(Task item) Could you turn everything from the first line of the rows up to and including the line containing "box: [0, 0, 112, 415]" into a numbered list, leaving out any blank lines?

(Data for this exercise)

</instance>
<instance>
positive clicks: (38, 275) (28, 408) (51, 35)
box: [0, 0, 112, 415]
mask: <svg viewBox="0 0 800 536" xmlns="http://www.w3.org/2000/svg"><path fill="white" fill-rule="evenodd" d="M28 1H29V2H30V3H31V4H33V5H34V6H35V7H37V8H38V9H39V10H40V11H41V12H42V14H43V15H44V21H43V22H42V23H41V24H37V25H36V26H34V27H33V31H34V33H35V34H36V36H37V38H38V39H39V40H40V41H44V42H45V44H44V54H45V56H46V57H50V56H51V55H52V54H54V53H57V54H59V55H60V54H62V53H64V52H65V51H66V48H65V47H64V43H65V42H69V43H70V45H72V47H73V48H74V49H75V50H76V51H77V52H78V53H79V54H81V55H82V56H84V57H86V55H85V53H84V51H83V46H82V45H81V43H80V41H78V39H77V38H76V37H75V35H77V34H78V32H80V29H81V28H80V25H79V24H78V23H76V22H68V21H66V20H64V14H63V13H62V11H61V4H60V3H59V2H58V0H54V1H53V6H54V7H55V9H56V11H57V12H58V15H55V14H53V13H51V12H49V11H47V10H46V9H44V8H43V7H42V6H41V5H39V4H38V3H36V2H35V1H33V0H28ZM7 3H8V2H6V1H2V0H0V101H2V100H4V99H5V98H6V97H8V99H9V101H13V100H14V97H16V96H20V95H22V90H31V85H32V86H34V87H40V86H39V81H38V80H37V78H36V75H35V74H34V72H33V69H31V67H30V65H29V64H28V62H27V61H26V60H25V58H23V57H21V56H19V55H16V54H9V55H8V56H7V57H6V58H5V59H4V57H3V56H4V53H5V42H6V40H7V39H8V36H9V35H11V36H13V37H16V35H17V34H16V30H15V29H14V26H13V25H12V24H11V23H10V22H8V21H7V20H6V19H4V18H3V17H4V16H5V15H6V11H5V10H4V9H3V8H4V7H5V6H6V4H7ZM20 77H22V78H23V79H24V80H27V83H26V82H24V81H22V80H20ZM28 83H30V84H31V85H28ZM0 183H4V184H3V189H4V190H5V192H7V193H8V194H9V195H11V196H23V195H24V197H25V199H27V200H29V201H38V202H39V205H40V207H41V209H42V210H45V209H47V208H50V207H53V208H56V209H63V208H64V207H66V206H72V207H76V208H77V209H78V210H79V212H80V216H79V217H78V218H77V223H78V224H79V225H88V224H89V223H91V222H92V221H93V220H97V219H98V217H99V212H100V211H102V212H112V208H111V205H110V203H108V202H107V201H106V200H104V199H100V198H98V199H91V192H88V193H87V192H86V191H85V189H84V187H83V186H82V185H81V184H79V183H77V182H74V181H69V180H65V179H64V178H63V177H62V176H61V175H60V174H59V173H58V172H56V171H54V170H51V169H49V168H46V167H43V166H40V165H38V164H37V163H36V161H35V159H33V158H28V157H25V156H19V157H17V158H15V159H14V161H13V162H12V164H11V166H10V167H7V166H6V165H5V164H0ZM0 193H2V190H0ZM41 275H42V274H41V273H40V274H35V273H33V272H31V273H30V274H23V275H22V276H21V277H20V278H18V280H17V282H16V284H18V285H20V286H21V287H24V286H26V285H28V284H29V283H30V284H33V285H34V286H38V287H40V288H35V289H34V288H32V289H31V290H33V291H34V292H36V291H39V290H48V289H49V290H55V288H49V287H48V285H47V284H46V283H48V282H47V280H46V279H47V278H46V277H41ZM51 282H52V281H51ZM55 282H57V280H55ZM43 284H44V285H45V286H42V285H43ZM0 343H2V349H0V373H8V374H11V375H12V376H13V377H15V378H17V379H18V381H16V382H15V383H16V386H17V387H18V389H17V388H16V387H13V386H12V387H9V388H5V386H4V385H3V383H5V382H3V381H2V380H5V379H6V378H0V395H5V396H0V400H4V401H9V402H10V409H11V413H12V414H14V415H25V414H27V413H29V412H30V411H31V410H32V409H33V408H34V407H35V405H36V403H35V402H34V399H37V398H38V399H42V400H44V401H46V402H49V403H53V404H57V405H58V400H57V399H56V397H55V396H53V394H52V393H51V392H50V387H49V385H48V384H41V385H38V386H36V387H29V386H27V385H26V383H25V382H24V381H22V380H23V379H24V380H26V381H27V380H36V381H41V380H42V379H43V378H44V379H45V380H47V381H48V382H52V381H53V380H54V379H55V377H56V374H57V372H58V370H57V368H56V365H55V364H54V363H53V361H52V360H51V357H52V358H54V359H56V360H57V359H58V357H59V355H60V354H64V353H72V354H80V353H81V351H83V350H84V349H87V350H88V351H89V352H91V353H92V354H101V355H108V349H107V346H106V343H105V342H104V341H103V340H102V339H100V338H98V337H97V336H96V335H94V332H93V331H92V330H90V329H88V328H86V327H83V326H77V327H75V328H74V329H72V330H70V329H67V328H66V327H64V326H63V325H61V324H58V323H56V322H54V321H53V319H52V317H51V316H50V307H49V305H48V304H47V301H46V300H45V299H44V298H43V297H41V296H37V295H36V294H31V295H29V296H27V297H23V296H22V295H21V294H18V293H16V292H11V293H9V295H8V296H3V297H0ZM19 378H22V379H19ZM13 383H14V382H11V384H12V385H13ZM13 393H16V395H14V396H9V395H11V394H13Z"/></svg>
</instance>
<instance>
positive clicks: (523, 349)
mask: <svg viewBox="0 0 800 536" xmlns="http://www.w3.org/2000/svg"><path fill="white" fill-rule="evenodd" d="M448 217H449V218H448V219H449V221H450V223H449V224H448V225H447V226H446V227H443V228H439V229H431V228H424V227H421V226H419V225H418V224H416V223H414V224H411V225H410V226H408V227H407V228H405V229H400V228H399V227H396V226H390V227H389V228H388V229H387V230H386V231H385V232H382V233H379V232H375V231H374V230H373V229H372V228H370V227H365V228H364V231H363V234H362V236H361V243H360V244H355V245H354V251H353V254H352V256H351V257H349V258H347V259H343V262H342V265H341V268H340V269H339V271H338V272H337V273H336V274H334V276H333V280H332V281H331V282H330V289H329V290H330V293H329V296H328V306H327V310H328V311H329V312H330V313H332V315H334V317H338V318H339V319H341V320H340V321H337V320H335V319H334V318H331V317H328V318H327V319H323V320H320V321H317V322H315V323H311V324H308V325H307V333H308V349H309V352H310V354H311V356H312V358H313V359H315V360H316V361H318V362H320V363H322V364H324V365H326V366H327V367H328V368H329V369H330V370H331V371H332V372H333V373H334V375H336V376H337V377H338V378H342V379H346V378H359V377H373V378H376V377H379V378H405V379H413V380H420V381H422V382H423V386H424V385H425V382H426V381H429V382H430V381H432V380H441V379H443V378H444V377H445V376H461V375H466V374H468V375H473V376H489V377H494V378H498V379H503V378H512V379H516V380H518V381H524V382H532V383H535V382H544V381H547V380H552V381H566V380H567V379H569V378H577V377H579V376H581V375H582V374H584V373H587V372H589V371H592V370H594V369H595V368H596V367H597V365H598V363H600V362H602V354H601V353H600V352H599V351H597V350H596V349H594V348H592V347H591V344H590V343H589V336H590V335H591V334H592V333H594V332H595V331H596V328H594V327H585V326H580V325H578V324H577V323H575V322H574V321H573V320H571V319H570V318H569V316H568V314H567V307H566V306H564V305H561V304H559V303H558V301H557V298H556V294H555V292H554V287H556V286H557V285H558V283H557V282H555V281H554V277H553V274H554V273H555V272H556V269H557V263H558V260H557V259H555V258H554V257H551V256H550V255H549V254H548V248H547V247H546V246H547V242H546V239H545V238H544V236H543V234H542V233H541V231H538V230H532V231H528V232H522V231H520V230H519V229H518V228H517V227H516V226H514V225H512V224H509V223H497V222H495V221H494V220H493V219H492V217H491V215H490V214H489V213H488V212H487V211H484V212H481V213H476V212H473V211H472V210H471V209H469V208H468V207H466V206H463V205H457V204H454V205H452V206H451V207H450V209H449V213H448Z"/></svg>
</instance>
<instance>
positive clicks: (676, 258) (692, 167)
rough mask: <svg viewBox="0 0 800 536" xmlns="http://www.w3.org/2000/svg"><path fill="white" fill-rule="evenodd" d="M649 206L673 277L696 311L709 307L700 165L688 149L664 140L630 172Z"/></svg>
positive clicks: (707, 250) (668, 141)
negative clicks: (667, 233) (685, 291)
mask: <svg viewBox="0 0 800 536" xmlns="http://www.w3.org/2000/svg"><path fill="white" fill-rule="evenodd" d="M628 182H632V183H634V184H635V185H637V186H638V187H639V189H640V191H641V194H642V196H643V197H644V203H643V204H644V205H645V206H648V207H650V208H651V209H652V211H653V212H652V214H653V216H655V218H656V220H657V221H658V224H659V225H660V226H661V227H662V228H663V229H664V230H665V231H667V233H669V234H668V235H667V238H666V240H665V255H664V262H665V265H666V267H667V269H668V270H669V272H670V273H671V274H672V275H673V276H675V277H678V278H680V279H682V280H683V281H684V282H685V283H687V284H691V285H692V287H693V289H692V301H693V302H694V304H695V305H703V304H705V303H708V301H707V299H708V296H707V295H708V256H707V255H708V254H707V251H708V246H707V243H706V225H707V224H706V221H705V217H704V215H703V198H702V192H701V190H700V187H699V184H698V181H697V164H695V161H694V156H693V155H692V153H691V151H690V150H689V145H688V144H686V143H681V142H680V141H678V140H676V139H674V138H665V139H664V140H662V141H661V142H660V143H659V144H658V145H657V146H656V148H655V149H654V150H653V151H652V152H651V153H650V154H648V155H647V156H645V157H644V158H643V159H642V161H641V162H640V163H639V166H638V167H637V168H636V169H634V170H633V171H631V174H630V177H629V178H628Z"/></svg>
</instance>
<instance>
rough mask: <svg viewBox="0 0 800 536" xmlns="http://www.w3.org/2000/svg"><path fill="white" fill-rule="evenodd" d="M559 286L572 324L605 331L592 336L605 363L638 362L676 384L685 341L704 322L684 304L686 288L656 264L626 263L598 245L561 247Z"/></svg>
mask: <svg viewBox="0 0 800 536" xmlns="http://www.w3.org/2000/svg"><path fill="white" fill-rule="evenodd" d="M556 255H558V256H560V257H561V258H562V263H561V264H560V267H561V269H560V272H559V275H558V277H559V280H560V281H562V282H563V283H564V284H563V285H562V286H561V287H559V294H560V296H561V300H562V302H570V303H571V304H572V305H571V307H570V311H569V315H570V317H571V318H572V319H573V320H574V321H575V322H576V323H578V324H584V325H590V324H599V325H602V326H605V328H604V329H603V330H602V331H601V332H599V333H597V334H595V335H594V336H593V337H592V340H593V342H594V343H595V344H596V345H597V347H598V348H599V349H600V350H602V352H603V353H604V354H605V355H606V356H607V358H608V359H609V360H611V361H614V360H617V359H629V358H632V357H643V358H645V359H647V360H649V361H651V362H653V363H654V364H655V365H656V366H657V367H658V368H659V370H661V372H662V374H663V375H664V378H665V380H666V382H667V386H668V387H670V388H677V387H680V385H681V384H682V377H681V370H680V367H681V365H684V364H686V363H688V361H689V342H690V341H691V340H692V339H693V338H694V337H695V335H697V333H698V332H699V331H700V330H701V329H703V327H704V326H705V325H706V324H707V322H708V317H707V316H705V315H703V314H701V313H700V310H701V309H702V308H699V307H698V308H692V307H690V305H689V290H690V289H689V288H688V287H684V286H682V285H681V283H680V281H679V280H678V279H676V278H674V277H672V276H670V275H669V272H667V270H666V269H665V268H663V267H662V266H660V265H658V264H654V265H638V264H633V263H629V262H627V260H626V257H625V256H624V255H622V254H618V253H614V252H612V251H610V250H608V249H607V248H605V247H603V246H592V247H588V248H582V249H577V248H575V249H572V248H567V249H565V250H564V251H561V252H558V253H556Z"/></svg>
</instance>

(Output for this task)
1. </instance>
2. <instance>
3. positive clicks: (38, 275) (28, 408) (51, 35)
4. box: [0, 0, 112, 415]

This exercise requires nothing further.